▸ SELECTED EXCERPT:
========
The Beat Goes On

Willie at Pea Island sanctuary, Outer Banks NCOn my twice-daily walks with Willie I strive to maintain a brisk and consistent pace.  The first few days were pretty taxing on me – especially walking uphill – but I’ve acclimated to this new routine we share and look forward to these walks almost as much as Willie.

Almost.

But even when I’m not especially looking forward to these walks – say, when it’s really cold or it’s raining – I’m always happy once we get moving.  The clean, fresh air is invigorating, and I enjoy the feeling that I’m also doing something good for myself – something I should have been doing on my own all along, something I shouldn’t really have needed a dog to do.  But there you have it.

As Willie trots beside me without any obvious effort, I’m aware that my breathing and heart rate have accelerated.  I am walking with a full, natural stride – and monitoring how far and how fast I’m walking with a Smart Phone app called “Moves” – a GPS based app that recaps the number of steps I walk in a day.  At the gym the other day I told my trainer, Chad, about it while doing squats with a weight bar resting on my shoulders.
========
▸ RECORD SET:
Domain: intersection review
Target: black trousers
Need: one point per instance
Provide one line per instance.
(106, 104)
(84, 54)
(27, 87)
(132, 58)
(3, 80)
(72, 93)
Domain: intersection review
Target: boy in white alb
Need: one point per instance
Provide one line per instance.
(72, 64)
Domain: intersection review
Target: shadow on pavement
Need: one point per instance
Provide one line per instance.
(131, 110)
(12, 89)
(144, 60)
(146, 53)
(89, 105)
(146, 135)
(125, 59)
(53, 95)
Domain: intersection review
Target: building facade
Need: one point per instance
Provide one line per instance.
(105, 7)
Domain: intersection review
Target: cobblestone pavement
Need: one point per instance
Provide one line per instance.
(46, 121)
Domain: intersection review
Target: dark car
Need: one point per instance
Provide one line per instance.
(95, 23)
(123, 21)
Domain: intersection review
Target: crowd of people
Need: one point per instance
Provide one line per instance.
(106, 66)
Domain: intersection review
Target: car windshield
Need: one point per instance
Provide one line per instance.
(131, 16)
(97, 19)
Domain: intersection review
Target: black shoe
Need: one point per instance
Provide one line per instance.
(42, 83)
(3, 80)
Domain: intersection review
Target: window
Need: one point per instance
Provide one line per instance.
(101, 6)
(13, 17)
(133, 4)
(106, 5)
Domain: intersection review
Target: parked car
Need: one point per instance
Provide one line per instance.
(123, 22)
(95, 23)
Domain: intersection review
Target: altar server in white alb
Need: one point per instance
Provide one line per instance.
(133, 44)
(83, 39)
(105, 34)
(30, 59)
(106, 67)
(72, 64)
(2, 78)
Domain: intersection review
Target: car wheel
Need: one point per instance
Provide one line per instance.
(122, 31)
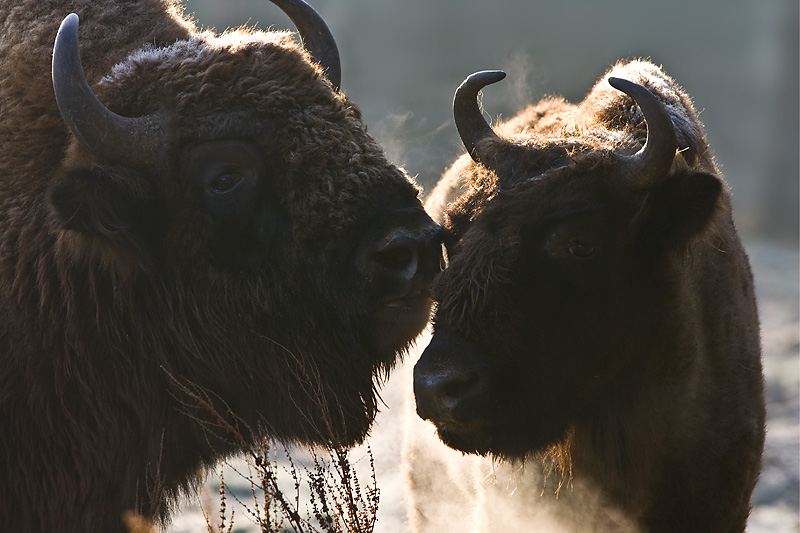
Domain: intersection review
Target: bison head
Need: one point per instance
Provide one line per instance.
(245, 238)
(560, 255)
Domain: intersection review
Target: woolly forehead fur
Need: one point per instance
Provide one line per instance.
(243, 83)
(606, 122)
(571, 140)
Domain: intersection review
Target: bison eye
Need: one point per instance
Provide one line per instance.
(581, 250)
(225, 183)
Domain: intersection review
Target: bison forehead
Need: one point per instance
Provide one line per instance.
(263, 71)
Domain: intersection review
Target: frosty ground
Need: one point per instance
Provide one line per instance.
(776, 500)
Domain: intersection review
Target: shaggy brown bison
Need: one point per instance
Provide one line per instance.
(199, 246)
(598, 306)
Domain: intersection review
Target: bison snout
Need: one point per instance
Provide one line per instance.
(446, 387)
(403, 254)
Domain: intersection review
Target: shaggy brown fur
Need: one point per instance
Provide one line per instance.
(149, 328)
(613, 329)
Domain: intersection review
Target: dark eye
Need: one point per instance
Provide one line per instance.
(225, 182)
(581, 250)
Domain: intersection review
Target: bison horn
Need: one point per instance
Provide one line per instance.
(317, 38)
(471, 126)
(99, 130)
(651, 164)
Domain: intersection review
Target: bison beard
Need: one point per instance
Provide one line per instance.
(598, 305)
(209, 251)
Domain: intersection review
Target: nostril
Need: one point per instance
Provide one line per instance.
(439, 394)
(394, 256)
(456, 388)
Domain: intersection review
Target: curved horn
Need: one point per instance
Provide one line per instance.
(101, 131)
(317, 38)
(651, 164)
(471, 126)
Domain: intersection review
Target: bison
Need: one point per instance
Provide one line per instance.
(200, 246)
(597, 310)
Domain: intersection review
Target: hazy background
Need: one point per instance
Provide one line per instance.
(402, 61)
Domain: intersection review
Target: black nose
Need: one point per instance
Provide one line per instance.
(403, 253)
(445, 382)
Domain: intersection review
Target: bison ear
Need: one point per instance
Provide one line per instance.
(677, 209)
(96, 204)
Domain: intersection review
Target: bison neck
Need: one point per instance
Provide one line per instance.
(684, 420)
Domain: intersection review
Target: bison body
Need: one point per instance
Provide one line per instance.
(598, 308)
(209, 251)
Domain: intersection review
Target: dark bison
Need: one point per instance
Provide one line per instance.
(216, 252)
(598, 305)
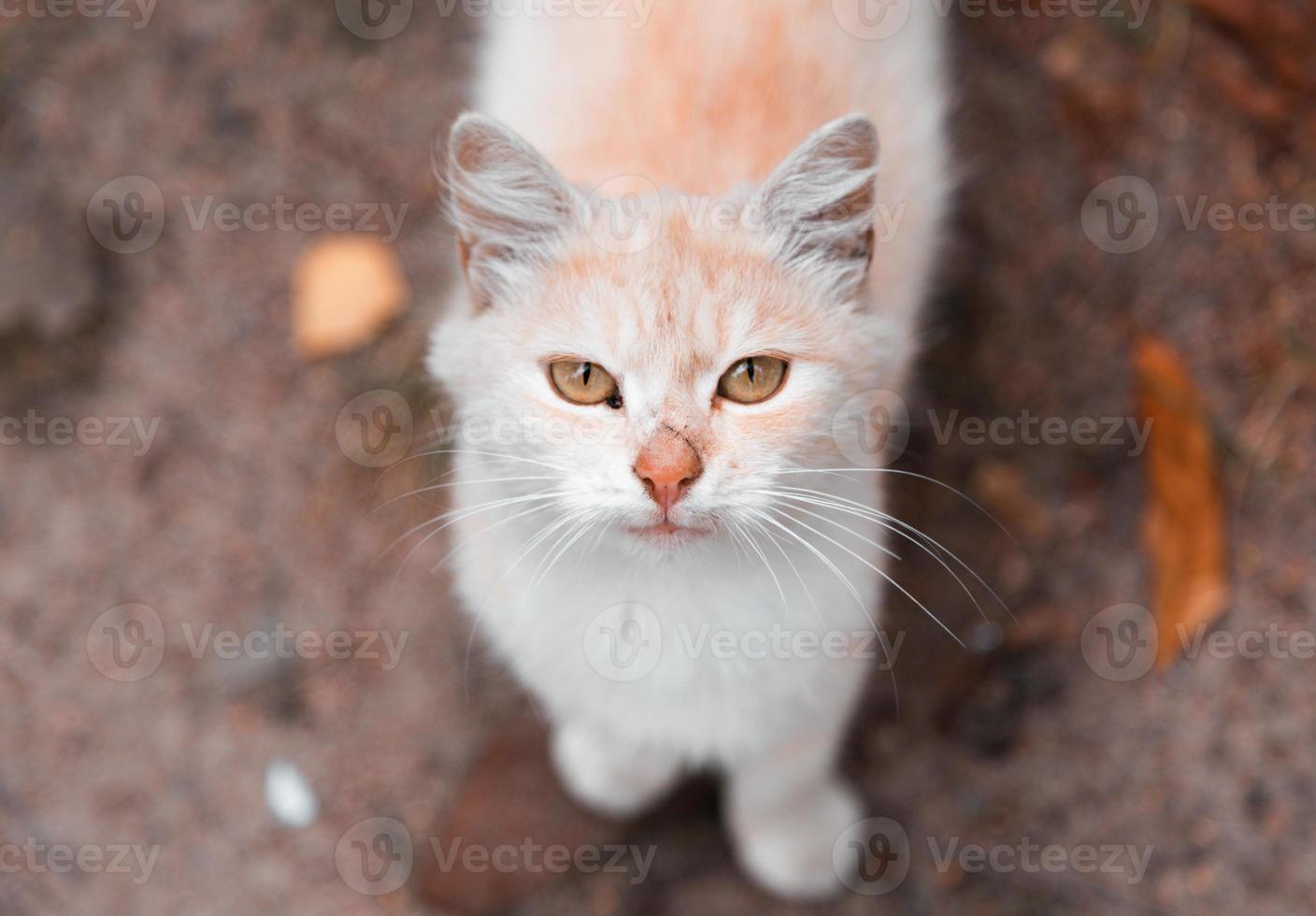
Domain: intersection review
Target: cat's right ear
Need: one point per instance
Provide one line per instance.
(511, 208)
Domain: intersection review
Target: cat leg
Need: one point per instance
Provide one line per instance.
(606, 778)
(786, 811)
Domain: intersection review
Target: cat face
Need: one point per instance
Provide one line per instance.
(661, 384)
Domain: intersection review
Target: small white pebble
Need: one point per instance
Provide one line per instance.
(289, 795)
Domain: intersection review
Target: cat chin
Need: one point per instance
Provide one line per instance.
(666, 536)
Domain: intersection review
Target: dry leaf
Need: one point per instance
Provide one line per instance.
(1184, 516)
(345, 290)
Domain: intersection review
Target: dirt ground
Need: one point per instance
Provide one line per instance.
(245, 512)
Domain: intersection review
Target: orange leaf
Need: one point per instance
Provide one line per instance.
(1183, 522)
(345, 289)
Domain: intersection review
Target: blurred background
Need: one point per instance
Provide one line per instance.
(220, 232)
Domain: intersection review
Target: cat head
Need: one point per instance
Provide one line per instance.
(658, 373)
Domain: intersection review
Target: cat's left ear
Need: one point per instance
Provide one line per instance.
(818, 207)
(511, 208)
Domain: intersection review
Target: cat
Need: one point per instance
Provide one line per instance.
(684, 258)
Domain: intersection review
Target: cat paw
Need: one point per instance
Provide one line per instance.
(789, 851)
(604, 780)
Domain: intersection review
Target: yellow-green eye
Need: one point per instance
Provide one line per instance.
(584, 383)
(753, 379)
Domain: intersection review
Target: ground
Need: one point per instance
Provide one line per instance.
(244, 512)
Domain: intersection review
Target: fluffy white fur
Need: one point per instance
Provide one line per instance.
(548, 500)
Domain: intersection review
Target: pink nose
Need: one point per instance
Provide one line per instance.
(667, 466)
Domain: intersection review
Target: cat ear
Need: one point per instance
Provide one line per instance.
(511, 208)
(818, 207)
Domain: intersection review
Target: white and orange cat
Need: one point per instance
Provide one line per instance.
(653, 529)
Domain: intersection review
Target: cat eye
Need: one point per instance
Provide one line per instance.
(753, 379)
(584, 383)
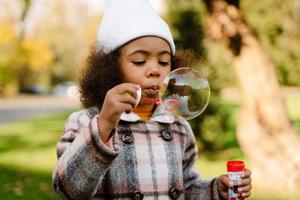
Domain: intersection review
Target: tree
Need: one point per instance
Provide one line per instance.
(186, 23)
(264, 131)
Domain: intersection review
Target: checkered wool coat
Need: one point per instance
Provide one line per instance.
(151, 160)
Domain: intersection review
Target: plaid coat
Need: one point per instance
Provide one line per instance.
(151, 160)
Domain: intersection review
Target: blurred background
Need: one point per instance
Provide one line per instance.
(248, 49)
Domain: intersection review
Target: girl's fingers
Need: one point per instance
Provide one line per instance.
(246, 174)
(243, 189)
(246, 194)
(127, 88)
(128, 99)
========
▸ THINGS TO DO:
1) Rewrite the dog-walking piece starting with "But even when" and going on through "on my shoulders.", putting "refreshing" in place of "invigorating".
2) Carry on the dog-walking piece from the point at which it stops.
The lines above stand apart from the dog-walking piece and are separate material.

▸ RESPONSES TO THE TASKS:
1)
But even when I’m not especially looking forward to these walks – say, when it’s really cold or it’s raining – I’m always happy once we get moving.  The clean, fresh air is refreshing, and I enjoy the feeling that I’m also doing something good for myself – something I should have been doing on my own all along, something I shouldn’t really have needed a dog to do.  But there you have it.

As Willie trots beside me without any obvious effort, I’m aware that my breathing and heart rate have accelerated.  I am walking with a full, natural stride – and monitoring how far and how fast I’m walking with a Smart Phone app called “Moves” – a GPS based app that recaps the number of steps I walk in a day.  At the gym the other day I told my trainer, Chad, about it while doing squats with a weight bar resting on my shoulders.

2)
“So now that I’m doing all these dog walks I’ve been logging at least an hour each day.”

“That’s great, Chad said, setting down his clipboard to look at my iPhone display. “You’re adding at least thirty hours of walking to your regimen each month… and you’re a little above average.”

“I’ve been told that before,” I said.

Chad smirks.  “Personally, I’d rather not be known as “a little above average.”

“Well,” I said, “it’s better than ‘a little below average’”.

“That’s true.  OK – let’s go – you’ve got five more.”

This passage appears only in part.